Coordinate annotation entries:
::::::

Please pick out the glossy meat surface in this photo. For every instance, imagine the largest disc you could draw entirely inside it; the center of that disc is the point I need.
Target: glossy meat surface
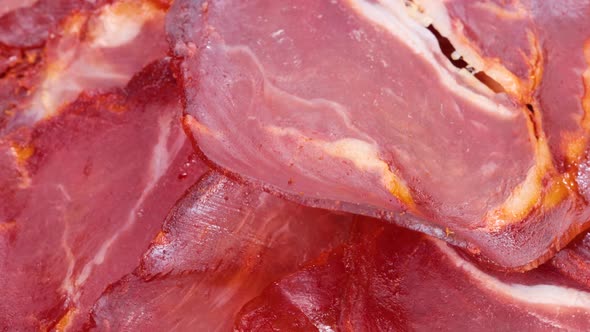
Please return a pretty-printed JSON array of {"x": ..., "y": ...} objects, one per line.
[
  {"x": 358, "y": 109},
  {"x": 219, "y": 247},
  {"x": 87, "y": 190}
]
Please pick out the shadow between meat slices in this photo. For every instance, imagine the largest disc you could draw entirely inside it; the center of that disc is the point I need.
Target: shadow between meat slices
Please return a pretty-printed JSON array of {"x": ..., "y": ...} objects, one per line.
[
  {"x": 351, "y": 105},
  {"x": 220, "y": 246},
  {"x": 414, "y": 283},
  {"x": 83, "y": 193}
]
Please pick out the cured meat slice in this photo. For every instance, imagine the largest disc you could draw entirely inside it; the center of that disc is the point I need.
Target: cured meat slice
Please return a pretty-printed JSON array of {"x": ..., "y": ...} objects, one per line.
[
  {"x": 548, "y": 67},
  {"x": 413, "y": 283},
  {"x": 358, "y": 109},
  {"x": 87, "y": 191},
  {"x": 91, "y": 51},
  {"x": 574, "y": 261},
  {"x": 220, "y": 246},
  {"x": 29, "y": 23}
]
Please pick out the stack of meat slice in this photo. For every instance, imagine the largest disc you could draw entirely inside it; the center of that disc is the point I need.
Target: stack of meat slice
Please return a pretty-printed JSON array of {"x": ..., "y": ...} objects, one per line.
[{"x": 294, "y": 165}]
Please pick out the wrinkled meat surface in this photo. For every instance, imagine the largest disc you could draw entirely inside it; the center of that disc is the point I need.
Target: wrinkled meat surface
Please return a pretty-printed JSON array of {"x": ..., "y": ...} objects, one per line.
[
  {"x": 413, "y": 283},
  {"x": 87, "y": 190},
  {"x": 332, "y": 112},
  {"x": 219, "y": 247},
  {"x": 463, "y": 122}
]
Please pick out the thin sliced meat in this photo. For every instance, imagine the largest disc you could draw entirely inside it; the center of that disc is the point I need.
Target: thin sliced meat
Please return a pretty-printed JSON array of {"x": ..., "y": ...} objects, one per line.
[
  {"x": 351, "y": 105},
  {"x": 30, "y": 23},
  {"x": 574, "y": 261},
  {"x": 414, "y": 283},
  {"x": 91, "y": 51},
  {"x": 92, "y": 188},
  {"x": 220, "y": 246}
]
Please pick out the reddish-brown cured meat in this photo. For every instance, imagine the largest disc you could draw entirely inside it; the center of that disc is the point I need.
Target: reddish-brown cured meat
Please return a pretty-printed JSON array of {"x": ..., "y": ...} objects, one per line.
[
  {"x": 352, "y": 105},
  {"x": 414, "y": 283},
  {"x": 88, "y": 190},
  {"x": 220, "y": 246},
  {"x": 377, "y": 165},
  {"x": 88, "y": 51}
]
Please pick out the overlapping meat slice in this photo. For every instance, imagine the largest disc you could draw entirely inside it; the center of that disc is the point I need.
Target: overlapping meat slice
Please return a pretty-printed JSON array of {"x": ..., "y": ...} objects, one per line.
[
  {"x": 87, "y": 191},
  {"x": 413, "y": 283},
  {"x": 220, "y": 246},
  {"x": 352, "y": 105},
  {"x": 88, "y": 51}
]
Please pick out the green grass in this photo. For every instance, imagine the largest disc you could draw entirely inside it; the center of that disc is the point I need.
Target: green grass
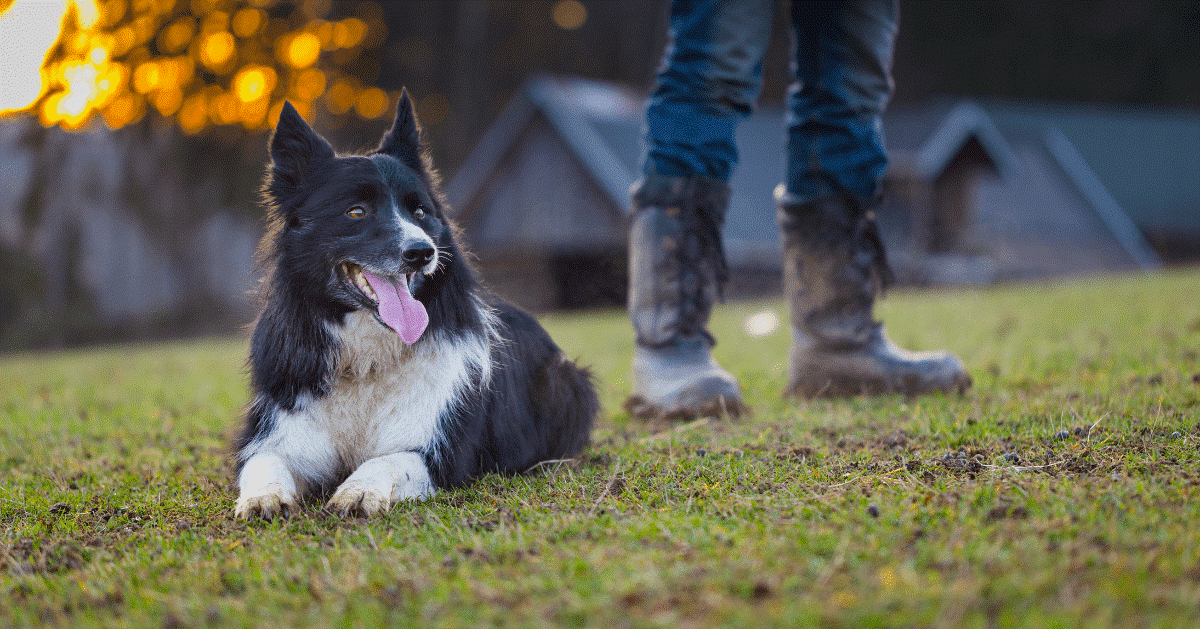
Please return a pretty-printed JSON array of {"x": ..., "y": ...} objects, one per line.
[{"x": 115, "y": 499}]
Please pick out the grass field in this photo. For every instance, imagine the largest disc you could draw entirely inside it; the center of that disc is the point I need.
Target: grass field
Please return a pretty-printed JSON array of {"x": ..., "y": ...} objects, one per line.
[{"x": 1061, "y": 491}]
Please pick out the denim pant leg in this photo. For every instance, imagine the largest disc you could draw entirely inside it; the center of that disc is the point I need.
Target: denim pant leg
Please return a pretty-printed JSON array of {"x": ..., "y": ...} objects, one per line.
[
  {"x": 709, "y": 78},
  {"x": 843, "y": 79}
]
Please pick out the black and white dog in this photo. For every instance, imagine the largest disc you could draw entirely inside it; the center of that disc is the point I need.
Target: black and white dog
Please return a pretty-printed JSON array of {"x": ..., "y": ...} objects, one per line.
[{"x": 381, "y": 369}]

::::::

The request: Present every line of the entries above as a Markdown table with the columns Row and Entry line, omitting blank lines and leaving out the pictures.

Exercise solution:
| Row | Entry line |
|---|---|
| 1 | Please pick out the glossy meat surface in this photo. For every instance, imagine the largest disc you could draw entirely inside it; the center of that disc is the point I need. |
| 2 | Target: glossy meat surface |
| 3 | Please return a pretty-printed JSON array of {"x": ..., "y": ...} objects, one per line. |
| 4 | [ |
| 5 |   {"x": 358, "y": 109}, |
| 6 |   {"x": 219, "y": 247}, |
| 7 |   {"x": 87, "y": 190} |
| 8 | ] |
| 9 | Please pick out the shadow between meat slices in this photo. For every instance, imagine the largest disc you could draw entirely inside it; the center of that disc is the point I need. |
| 10 | Target: shadow between meat slices |
| 11 | Please return a pretty-printed JSON array of {"x": ..., "y": ...} objects, one per line. |
| 12 | [ |
| 13 |   {"x": 351, "y": 105}, |
| 14 |   {"x": 220, "y": 246}, |
| 15 |   {"x": 414, "y": 283}, |
| 16 |   {"x": 83, "y": 193} |
| 17 | ] |
| 18 | Please pick out the cured meat slice in this photo. For every instance, imagine the largest disc you could draw entirely inside it; the center of that disc is the point I need. |
| 19 | Target: cured meat slice |
| 20 | Please return a pretty-printed JSON array of {"x": ..., "y": ...} objects, one per line. |
| 21 | [ |
| 22 |   {"x": 548, "y": 67}, |
| 23 |   {"x": 413, "y": 283}, |
| 24 |   {"x": 358, "y": 109}, |
| 25 |   {"x": 87, "y": 191}, |
| 26 |   {"x": 91, "y": 51}, |
| 27 |   {"x": 574, "y": 261}, |
| 28 |   {"x": 220, "y": 246}, |
| 29 |   {"x": 29, "y": 23} |
| 30 | ] |
| 31 | Please pick out the stack of meat slice in this photo. For every instance, imagine the largest disc you could draw entirely inside it; the center of that disc is the point I need. |
| 32 | Target: stack of meat slice |
| 33 | Please return a pretty-printed JSON array of {"x": ..., "y": ...} objects, one per line. |
| 34 | [{"x": 294, "y": 165}] |
| 35 | Please pick out the wrinkled meat surface in this photo. For every instance, imagine the largest disc you could draw entirely inside it; the center of that disc is the point I need. |
| 36 | Target: wrinkled meat surface |
| 37 | Please return a pretty-printed JSON array of {"x": ..., "y": ...} objects, one per line. |
| 38 | [ |
| 39 |   {"x": 413, "y": 283}, |
| 40 |   {"x": 87, "y": 190}, |
| 41 |   {"x": 332, "y": 112}, |
| 42 |   {"x": 219, "y": 247}, |
| 43 |   {"x": 463, "y": 122} |
| 44 | ] |
| 45 | Please pick out the thin sliced meat in this photo. For every instance, imagine the largest disc you could draw entirely inside it; the center of that disc is the point I need. |
| 46 | Target: thin sliced meat |
| 47 | Please return a pretty-printed JSON array of {"x": ..., "y": ...} objects, one per line. |
| 48 | [ |
| 49 |   {"x": 351, "y": 105}, |
| 50 |   {"x": 30, "y": 23}, |
| 51 |   {"x": 574, "y": 261}, |
| 52 |   {"x": 414, "y": 283}, |
| 53 |   {"x": 91, "y": 51}, |
| 54 |   {"x": 92, "y": 188}, |
| 55 |   {"x": 220, "y": 246} |
| 56 | ] |
| 57 | Please pick out the reddish-brown cured meat in this photo. For every instance, imagine the largest disc you could draw entirely inside it; the center of that disc is the point I need. |
| 58 | Target: reddish-brown cured meat |
| 59 | Please return a pretty-printed JSON array of {"x": ..., "y": ...} objects, one per line. |
| 60 | [ |
| 61 |   {"x": 352, "y": 105}, |
| 62 |   {"x": 414, "y": 283}, |
| 63 |   {"x": 88, "y": 190}, |
| 64 |   {"x": 220, "y": 246}, |
| 65 |   {"x": 377, "y": 165}, |
| 66 |   {"x": 88, "y": 51} |
| 67 | ] |
| 68 | Please pick out the overlapping meat slice in this photo. For every instance, imagine the largest disc you could draw entirely inside it; the center of that disc is the point I need. |
| 69 | Target: overlapping meat slice |
| 70 | Please return a pretty-printed JSON array of {"x": ..., "y": ...} objects, one per line. |
| 71 | [ |
| 72 |   {"x": 87, "y": 191}, |
| 73 |   {"x": 413, "y": 283}, |
| 74 |   {"x": 220, "y": 246}, |
| 75 |   {"x": 352, "y": 105}, |
| 76 |   {"x": 88, "y": 51} |
| 77 | ] |
| 78 | Please pick out the green grass in this photo. For every instance, imagine the largest disc you could draw entirely inside it; the center of that disc is the point I need. |
| 79 | Target: green grass |
| 80 | Please return a pretty-printed JSON array of {"x": ..., "y": ...} objects, one per line. |
| 81 | [{"x": 115, "y": 499}] |
| 82 | Please pick out the grass field in this photo. For every instance, imagine the largest disc you could draw entirely inside it; the center of that disc is the point I need. |
| 83 | Target: grass field |
| 84 | Please return a pretty-printed JSON array of {"x": ..., "y": ...} objects, one per line. |
| 85 | [{"x": 1061, "y": 491}] |
| 86 | Please pick out the denim pant leg in this photo. For every instance, imagine the largest disc you could draw entirely inside it; the center of that disc is the point I need. |
| 87 | Target: denim pant leg |
| 88 | Please return a pretty-printed JSON array of {"x": ..., "y": ...} objects, one per line. |
| 89 | [ |
| 90 |   {"x": 709, "y": 78}, |
| 91 |   {"x": 843, "y": 79} |
| 92 | ] |
| 93 | Please pick out the black and white dog in this photo. For every instance, imagine the largest disc you could draw entirely inside it; the center of that disc is the point I need. |
| 94 | Target: black and white dog |
| 95 | Please return a pretty-printed JSON array of {"x": ..., "y": ...} objects, one per line. |
| 96 | [{"x": 381, "y": 369}] |